> _Prompt 1_
In the commentary on foundation models and EMNLP submissions, why does the author expect that many previously inactive Chinese research groups submitted papers to this EMNLP? Explain in one to three sentences.
> _Prompt 2_
Answer each question from the commentary on foundation models and EMNLP submissions.
(a) When models struggle with too many tools, what does the author suggest doing instead of training and reinforcing the model?
(b) Which behavioral patterns does the author name for enhancing models that seem inadequate?
(c) How many papers did the author review, and how many different area chairs did they correspond to?
> _Prompt 3_
Continue the commentary on foundation models and EMNLP submissions from where it stops.

I feel that current foundation models are so capable that they exceed most research groups’ ability to handle them effectively. Unlike the BERT era, where you could modify various components and experiment with just a few GPUs, making paper writing much easier. So when groups try to modify large models, they’re essentially taking a well-balanced bucket model and sacrificing performance in other dimensions to achieve marginal improvements in their specific area of interest. The model’s overall performance definitely degrades, but if the data and training are decent, you might see slight improvements on specialized benchmarks. A better strategy would be to avoid training models altogether and focus on workflow optimization, prompt engineering, or the more fashionable term “context engineering.” For example, when models struggle with too many tools, instead of training and reinforcing the model, modify the tool descriptions or implement tool filtering. When models seem inadequate, enhance them through behavioral patterns like CoT, reflection, and ReAct. However, these approaches are highly competitive, and with so many researchers in this space, only a select few can stand out.
I also have a somewhat biased hypothesis: since this EMNLP is in Suzhou, many previously inactive Chinese research groups (with relatively average research quality) likely submitted papers. After all, traveling abroad is difficult, but attending a domestic conference costs just a high-speed rail ticket. The 5 papers I reviewed corresponded to 5 different area chairs, and 100% had Chinese names. Looking at their backgrounds, none were at foreign institutions, and several were current PhD students or recent graduates. While we shouldn’t judge based on origins and young talent can certainly excel, this does support my hypothesis about the high proportion of Chinese submissions in this ARR cycle. With the massive expansion of graduate programs in recent years, everyone needs publications to graduate, but the number of problems suitable for academic research in this field is decreasing, ultimately leading to this situation—truly lamentable.

> _Stored data_
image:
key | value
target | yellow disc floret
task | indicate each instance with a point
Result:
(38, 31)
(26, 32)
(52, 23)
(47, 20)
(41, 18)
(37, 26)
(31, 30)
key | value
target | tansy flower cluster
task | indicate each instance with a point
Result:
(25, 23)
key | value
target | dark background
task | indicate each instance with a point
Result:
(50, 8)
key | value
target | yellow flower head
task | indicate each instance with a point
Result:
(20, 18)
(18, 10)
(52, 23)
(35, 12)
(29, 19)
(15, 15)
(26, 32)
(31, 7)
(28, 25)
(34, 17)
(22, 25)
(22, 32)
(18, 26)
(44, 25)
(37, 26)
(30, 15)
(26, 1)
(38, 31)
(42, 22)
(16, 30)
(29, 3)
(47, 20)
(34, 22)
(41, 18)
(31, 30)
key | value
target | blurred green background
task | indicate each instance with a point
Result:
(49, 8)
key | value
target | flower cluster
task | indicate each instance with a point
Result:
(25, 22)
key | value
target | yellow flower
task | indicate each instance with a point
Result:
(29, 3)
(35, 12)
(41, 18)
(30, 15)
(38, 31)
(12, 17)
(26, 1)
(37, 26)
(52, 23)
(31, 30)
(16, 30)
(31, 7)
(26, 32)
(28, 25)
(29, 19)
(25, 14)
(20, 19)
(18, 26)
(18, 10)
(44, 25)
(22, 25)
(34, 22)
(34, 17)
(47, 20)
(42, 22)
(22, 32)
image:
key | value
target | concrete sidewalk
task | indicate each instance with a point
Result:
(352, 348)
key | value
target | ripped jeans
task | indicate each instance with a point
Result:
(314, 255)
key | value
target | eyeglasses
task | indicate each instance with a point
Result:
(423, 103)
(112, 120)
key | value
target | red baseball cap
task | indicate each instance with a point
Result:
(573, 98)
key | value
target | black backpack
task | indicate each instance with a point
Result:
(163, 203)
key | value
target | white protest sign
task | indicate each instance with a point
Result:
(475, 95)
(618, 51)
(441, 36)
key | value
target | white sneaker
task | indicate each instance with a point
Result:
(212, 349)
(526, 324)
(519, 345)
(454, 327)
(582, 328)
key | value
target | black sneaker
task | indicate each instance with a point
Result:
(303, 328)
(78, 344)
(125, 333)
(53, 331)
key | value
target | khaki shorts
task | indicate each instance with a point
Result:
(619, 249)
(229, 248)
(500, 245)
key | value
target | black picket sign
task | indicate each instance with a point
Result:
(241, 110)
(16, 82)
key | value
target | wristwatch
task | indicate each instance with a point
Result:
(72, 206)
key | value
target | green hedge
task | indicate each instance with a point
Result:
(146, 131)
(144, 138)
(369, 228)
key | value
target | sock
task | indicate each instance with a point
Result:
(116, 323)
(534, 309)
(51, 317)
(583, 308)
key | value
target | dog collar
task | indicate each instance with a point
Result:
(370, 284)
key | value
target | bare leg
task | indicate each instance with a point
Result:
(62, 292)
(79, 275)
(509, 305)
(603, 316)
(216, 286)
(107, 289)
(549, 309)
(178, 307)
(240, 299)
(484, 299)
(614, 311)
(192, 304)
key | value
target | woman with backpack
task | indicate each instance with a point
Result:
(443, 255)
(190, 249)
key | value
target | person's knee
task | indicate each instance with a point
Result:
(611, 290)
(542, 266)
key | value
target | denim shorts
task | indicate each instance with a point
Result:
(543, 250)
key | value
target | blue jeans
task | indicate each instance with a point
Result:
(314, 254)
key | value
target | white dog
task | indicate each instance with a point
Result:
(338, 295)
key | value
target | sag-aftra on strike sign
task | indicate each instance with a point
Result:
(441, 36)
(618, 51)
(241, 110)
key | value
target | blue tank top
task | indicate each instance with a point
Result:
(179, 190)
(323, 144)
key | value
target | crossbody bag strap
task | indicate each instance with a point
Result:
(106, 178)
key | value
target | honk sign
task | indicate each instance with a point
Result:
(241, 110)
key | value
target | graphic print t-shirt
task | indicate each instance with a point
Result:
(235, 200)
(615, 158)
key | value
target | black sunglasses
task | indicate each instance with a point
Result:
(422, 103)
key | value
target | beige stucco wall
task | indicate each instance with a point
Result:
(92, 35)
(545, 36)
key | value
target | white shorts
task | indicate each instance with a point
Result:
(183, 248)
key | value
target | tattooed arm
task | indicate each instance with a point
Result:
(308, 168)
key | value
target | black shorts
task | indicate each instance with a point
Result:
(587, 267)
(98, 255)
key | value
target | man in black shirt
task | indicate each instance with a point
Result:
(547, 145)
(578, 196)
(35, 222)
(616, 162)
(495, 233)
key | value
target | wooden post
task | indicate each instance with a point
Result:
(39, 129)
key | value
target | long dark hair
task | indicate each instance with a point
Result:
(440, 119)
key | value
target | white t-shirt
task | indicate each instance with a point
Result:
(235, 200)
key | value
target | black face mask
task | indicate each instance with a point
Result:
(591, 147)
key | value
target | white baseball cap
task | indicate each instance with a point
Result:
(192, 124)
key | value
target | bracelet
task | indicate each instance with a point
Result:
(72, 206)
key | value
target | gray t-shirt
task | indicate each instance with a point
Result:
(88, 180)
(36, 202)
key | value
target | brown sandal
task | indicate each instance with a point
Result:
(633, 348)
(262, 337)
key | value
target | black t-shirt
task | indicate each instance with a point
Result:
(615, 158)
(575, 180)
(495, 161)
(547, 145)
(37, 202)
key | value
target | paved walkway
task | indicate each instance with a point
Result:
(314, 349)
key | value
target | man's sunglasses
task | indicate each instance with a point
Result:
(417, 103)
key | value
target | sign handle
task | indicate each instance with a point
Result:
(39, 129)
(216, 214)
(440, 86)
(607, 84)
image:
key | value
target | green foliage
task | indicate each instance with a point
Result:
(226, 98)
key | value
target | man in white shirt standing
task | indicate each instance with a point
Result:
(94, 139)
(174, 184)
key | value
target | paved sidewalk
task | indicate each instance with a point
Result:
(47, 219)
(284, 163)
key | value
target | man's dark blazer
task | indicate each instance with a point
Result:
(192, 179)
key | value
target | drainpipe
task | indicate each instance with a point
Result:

> _Exercise response 1_
The author notes that this EMNLP is held in Suzhou. Traveling abroad is difficult for these groups, while a domestic conference costs only a high-speed rail ticket, which makes submitting and attending much easier.

> _Exercise response 2_
(a) Modify the tool descriptions or implement tool filtering.
(b) CoT, reflection, and ReAct.
(c) Five papers, corresponding to five different area chairs.

> _Exercise response 3_
One paper even had very poor English, reading quite awkwardly, which genuinely surprised me. It reminded me of a phrase I’ve been hearing frequently:
The future is here, it’s just unevenly distributed
Because nowadays, anyone who can use any large language model tool shouldn’t have English as a barrier. ChatGPT has reached 1.8 billion monthly active users—that’s one in four of the 7 billion people on Earth. In China, I imagine the proportion is similar. In other words, in most knowledge work fields, if you’re not using or haven’t mastered AI tools by now, you’re unlikely to be among the top performers. Moreover, the top performers can leverage AI to widen the gap with others even further than before. So it’s not just academia—across all fields in this AI wave, mid- and lower-tier talent face pressure. When human capabilities fall short of AI, questions about the meaning of life become unavoidable.
At this point, I did some “vibe coding” and plotted my daily AI interaction intensity for 2025, averaging about 15 questions per day. Excluding January and May, which were particularly unusual months, the number would be even higher. This only counts my ChatGPT conversations, not including Copilot programming. If I were to rank ChatGPT alongside my family and friends by communication frequency, it would undoubtedly rank in the top 1%.
The AI era brings truly dramatic changes. While I’ve been somewhat negative here, AI also has tremendous positive impacts. Regardless, I hope humanity can coexist well with AI, and that tomorrow will be better than today.